### Written request
Begin at the line that contains "formatted as [279,78]." and repeat every line from there to the end of the records below, inclusive, without adding any other line.

Dataset rows on where objects appear

--------------------------------------------------

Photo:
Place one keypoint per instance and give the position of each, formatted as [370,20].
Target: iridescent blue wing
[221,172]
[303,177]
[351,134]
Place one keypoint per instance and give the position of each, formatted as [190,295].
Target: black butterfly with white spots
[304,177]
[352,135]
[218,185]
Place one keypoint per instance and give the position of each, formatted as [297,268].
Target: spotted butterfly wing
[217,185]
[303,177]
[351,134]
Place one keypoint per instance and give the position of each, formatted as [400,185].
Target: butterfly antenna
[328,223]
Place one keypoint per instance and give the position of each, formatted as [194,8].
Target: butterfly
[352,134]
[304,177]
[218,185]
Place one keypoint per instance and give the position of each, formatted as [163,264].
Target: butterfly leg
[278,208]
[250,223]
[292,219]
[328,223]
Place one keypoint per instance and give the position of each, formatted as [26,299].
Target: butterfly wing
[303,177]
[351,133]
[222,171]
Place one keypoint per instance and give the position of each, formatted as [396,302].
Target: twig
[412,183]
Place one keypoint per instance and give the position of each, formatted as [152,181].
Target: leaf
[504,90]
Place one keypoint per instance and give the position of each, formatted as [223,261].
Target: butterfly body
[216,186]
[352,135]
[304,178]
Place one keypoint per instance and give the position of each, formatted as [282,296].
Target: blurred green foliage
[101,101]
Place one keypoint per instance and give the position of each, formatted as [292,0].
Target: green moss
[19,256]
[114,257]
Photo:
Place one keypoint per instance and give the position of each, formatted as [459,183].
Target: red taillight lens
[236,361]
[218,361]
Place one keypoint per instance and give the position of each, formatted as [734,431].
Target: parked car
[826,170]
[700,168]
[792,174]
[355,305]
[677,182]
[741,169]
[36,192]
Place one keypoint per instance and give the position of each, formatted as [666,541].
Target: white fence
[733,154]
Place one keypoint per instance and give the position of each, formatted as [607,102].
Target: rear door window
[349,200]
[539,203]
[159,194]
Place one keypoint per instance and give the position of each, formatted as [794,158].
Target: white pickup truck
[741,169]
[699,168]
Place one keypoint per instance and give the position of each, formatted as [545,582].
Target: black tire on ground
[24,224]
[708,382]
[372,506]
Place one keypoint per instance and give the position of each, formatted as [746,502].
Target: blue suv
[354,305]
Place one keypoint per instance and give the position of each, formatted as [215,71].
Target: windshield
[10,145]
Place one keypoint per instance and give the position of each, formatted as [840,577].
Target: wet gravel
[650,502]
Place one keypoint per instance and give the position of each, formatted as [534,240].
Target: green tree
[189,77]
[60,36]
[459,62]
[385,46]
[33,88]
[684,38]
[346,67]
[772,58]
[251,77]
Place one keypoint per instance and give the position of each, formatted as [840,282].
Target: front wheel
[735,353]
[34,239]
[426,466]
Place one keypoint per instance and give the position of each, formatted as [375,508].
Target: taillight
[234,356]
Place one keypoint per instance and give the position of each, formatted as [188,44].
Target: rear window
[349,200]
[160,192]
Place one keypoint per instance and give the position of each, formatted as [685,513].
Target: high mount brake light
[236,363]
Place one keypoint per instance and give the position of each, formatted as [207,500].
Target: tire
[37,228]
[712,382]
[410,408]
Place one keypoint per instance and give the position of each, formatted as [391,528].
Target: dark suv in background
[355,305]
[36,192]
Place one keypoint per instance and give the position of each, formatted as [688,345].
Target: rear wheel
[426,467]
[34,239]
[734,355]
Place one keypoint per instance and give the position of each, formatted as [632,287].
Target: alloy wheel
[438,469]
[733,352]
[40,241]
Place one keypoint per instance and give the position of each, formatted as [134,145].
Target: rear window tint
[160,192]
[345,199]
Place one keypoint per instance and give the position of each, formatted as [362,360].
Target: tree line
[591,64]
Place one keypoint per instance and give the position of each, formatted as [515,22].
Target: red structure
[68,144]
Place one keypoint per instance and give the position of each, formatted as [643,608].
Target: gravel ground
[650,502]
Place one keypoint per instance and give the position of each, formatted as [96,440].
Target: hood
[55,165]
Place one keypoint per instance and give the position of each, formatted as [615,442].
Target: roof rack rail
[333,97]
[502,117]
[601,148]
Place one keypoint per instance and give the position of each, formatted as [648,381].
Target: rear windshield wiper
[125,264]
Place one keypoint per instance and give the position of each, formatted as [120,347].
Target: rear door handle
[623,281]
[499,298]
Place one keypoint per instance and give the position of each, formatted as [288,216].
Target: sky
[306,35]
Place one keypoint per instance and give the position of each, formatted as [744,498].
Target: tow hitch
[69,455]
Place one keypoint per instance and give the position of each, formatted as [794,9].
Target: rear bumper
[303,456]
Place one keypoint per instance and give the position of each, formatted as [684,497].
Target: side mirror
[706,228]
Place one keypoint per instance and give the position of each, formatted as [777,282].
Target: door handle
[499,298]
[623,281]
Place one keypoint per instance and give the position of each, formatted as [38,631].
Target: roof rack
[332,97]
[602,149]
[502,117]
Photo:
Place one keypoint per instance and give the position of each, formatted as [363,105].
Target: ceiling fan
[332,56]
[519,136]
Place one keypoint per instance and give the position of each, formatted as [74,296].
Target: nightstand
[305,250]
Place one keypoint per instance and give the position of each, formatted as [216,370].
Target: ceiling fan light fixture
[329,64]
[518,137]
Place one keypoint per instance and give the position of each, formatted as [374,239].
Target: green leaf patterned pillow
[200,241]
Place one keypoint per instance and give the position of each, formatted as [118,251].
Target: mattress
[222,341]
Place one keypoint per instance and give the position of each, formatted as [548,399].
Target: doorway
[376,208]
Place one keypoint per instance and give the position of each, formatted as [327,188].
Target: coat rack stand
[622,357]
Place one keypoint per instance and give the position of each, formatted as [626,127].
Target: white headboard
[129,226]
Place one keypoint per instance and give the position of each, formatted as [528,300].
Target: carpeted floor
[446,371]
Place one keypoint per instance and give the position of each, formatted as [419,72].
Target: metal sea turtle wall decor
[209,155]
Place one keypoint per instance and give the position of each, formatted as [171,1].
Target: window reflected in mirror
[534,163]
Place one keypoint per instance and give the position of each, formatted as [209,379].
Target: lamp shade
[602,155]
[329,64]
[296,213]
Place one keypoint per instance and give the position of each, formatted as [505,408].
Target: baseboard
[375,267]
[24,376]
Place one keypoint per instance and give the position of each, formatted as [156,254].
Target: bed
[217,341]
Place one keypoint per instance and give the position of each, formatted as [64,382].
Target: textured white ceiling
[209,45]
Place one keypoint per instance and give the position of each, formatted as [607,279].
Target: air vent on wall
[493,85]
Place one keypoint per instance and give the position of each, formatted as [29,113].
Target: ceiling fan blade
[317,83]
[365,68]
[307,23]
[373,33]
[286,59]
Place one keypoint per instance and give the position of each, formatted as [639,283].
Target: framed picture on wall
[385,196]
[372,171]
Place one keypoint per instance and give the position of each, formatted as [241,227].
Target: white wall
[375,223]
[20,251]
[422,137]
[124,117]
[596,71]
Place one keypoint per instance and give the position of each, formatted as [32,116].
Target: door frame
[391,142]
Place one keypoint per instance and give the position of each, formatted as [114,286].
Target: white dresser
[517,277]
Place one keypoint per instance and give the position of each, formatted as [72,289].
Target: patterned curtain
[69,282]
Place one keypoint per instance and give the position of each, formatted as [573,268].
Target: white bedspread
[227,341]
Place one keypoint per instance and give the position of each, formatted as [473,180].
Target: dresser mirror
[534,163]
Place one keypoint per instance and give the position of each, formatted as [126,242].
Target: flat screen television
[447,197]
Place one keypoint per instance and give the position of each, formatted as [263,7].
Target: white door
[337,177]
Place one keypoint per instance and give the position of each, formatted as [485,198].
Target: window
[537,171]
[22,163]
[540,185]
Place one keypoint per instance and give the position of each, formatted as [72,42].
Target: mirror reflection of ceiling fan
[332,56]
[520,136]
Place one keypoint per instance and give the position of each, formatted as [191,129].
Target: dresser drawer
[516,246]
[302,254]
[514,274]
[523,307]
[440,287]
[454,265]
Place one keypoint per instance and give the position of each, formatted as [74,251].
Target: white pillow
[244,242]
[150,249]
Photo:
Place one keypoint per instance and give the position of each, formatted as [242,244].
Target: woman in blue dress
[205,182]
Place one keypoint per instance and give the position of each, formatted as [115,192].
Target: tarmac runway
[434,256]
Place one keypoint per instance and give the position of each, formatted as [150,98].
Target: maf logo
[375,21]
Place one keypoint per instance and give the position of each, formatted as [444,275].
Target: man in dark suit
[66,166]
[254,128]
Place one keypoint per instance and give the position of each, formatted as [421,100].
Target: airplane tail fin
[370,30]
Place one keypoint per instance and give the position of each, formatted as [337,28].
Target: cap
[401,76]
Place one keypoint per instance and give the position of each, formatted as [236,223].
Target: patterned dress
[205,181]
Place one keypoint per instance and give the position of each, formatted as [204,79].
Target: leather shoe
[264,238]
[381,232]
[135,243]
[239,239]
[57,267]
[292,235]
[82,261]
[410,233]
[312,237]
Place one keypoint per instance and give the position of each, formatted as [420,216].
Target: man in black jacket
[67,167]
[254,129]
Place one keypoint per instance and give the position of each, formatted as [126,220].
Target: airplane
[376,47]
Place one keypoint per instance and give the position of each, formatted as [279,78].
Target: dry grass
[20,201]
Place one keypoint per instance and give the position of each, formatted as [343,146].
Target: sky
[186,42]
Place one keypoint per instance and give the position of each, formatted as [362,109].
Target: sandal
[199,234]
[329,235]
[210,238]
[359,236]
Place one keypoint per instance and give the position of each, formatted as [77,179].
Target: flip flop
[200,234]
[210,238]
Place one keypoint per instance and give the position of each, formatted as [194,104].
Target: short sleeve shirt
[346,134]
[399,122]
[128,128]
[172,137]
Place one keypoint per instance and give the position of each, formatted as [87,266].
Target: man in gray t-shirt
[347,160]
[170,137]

--------------------------------------------------

### Task answer
Place one keypoint per instance and give the position of each, formatted as [279,78].
Target: dry grass
[20,201]
Place one keypoint per instance and give the position of each, formatted as [343,146].
Target: sky
[186,42]
Place one keypoint per instance and give the position of each, formatted as [362,109].
Target: sandal
[199,234]
[329,235]
[210,238]
[359,236]
Place one keypoint per instance and give the position of each, formatted as [77,179].
Target: flip flop
[200,234]
[210,238]
Place one keypoint per instance and give the position of each, formatted as [194,104].
Target: short sleeve shirt
[346,134]
[399,122]
[128,128]
[172,137]
Place one keypoint per instance and give the position of each, formatted as [87,266].
Target: man in gray t-shirt
[347,160]
[170,137]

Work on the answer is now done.